GOALS:
[1] Pull out every line in the records that contains the word "utility".
[2] Extend the passage about French Catholics and their periodicals by continuing on from its last sentence.

PASSAGE TO READ:
5. The chief obstacle to the people's return to Christianity was their old idea that the Church was the ally of the possessing classes, of the old aristocracy and of conservative or reactionary political circles. This prejudice persisted despite the efforts which had been made by Catholic leaders like Albert de Mun and his friends. Of course it was greatly strengthened by the attitude of many newspapers which represented themselves as the natural defenders of Christianity but which always supported the interests of the upper bourgeoisie, and of bankers and industrialists. It was sad to see sincere Christians reading such newspapers every day, and feeding on the narrow and petty views carefully handed out by irresponsible or sometimes corrupt writers.
This situation had to be reversed; and some fifteen years ago the struggle was undertaken by a few Catholics, both priests and laymen. Inspired by a tenacious and indefatigable man, Father Bernadot, and animated by the spirit of Lacordaire, a group of Dominicans launched a series of publications, notably the bimonthly magazine La Vie Intellectuelle, and, later on, the weekly Sept. The object of these periodicals was to treat everyday events from a genuinely Christian point of view. At the time of the Spanish Civil War, and under Spanish and Italian pressure, the suppression of Sept was ordered by the Master General of the Dominican Order. At once a new weekly, Temps Présent, was founded by Catholic laymen, with the same ends in view. The standpoint of the editors was not political, merely Christian. They tried to remain above political parties. For this reason they did not play a very efficacious rôle in the political ordeals then wracking France. But the spirit which they radiated reached all through the country.
Meanwhile another group represented by the magazine Politique and the daily paper l'Aube was carrying on a similar struggle in the political field. They sometimes seemed insufficiently aware of the necessity of reconsidering and renewing their political philosophy. Yet they defended Christian democracy ardently and faced intrepidly the violent attacks of their Rightist adversaries.

EXERCISE INPUTS:
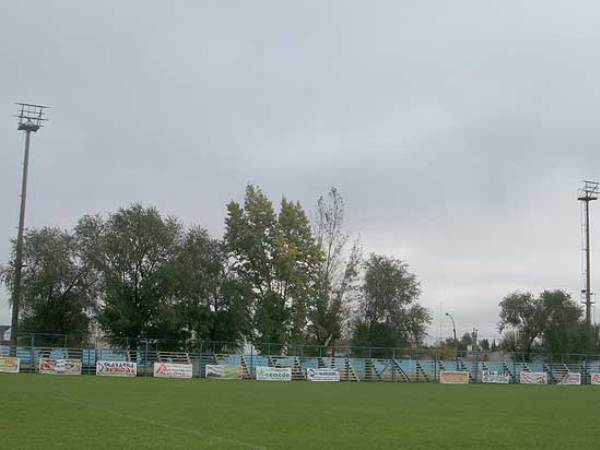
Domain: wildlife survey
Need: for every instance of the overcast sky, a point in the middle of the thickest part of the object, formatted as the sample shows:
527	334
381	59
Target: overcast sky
458	132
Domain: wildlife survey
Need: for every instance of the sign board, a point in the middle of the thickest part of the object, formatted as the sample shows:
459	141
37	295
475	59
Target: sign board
454	377
116	369
48	366
273	373
172	370
533	378
493	377
9	364
223	372
323	374
571	378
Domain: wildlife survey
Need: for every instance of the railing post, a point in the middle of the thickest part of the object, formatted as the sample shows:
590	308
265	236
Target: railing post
32	351
146	360
200	361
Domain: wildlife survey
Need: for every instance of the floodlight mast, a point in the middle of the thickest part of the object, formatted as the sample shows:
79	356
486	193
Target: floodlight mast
589	192
30	119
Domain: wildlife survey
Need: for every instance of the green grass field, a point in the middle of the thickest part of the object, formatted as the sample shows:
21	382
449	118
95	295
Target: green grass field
46	412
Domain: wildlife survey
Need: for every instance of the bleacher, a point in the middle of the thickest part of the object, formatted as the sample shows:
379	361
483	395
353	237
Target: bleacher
351	367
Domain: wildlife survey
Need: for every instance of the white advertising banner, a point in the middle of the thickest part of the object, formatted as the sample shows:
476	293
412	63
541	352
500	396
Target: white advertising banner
571	378
323	375
454	377
9	364
116	369
493	377
273	373
48	366
533	378
172	370
223	372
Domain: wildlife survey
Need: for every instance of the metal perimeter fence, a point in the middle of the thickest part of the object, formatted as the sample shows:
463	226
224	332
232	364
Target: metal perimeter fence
352	363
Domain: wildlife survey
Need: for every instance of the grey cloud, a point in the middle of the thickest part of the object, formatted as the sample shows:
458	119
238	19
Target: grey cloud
457	131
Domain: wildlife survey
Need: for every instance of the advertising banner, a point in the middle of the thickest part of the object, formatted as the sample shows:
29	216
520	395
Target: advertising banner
571	378
323	375
454	377
172	370
49	366
224	372
533	378
116	369
493	377
274	373
9	364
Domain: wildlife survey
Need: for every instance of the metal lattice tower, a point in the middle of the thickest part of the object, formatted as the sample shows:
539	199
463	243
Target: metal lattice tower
589	192
30	119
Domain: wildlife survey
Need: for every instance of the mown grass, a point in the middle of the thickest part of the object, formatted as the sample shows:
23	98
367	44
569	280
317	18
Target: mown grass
46	412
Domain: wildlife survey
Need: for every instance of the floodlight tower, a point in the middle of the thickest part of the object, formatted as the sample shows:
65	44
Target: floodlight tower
586	194
30	118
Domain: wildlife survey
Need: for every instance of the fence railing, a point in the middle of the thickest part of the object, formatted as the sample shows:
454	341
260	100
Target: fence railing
353	363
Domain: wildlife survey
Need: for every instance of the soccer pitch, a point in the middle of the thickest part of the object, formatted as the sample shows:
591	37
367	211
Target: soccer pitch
46	412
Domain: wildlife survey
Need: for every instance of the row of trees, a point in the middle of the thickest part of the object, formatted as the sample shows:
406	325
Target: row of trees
551	322
275	277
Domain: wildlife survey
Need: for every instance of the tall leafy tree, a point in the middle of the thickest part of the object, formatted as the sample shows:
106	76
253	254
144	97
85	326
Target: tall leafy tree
276	259
58	287
133	253
212	303
389	314
338	271
551	322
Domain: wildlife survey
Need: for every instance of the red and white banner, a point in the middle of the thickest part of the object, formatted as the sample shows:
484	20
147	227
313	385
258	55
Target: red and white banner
533	378
571	378
454	377
331	375
116	369
172	370
49	366
9	364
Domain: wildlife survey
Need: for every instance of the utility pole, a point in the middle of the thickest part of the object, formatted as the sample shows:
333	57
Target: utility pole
30	120
453	328
588	193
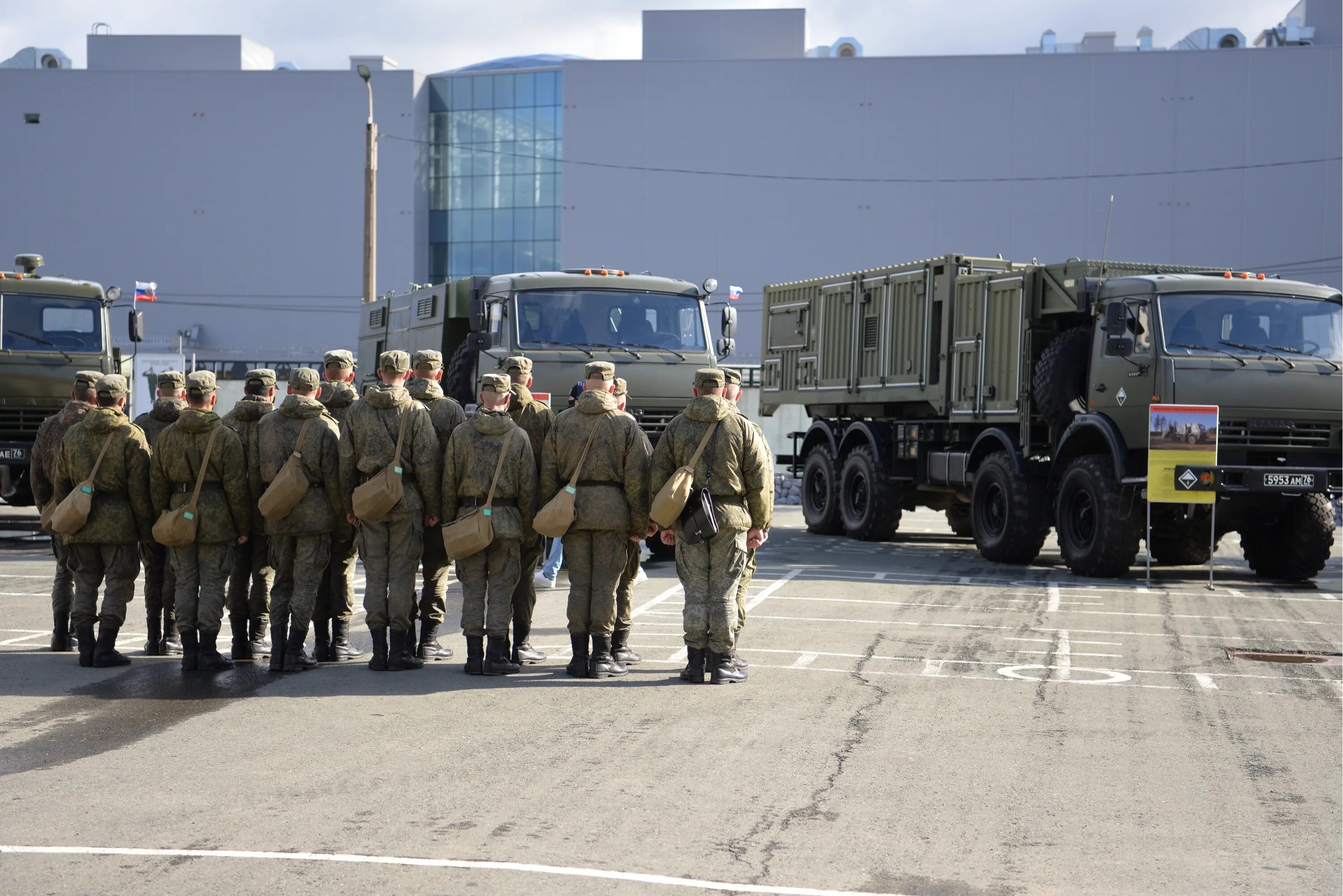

OUTPUTS FOR THE TASKS:
[1]
Need: for every instance of the utility pole, a point in the middle of the thickest part of the object, formatted as the sample shows:
Target: utility pole

[2]
During the same years a third group was at work -- the editors and friends of the magazine Esprit. This monthly had been started about 1933 by some young Catholics eager to find their own way against both Fascism and Communism, and to lay the foundation of a Christian revolution. Catholics, Protestants and unbelievers were coöperating in this task. The work developed on a plane which was more intellectual and theoretical than political. But it was able to kindle a deep sense of fellowship and to awaken the excited interest of French youth. Despite certain inevitable errors, the work of Esprit was extremely fruitful, particularly as regards the chief aim indicated above: to destroy the prejudices and misunderstandings which caused Christianity to be confused with the forces of wealth and social reaction.
The diverse groups which I have mentioned did not, of course, represent the whole of French Catholicism. On the contrary, they were subjected to attack and denunciation by all the elements lenient towards dictatorship. Yet comparatively few as they were, they were able -- and this is especially true of the leaders of Sept and of Temps Présent -- to spread an extraordinary network of friendships and sympathies all through the nation, and to create a conscious Christian feeling in a great many Frenchmen who had become unaware of their Christian roots. They were supported by large sections of the clergy, by various Catholic philosophers and writers, and by the youth movements, particularly that of the Young Christian Workers.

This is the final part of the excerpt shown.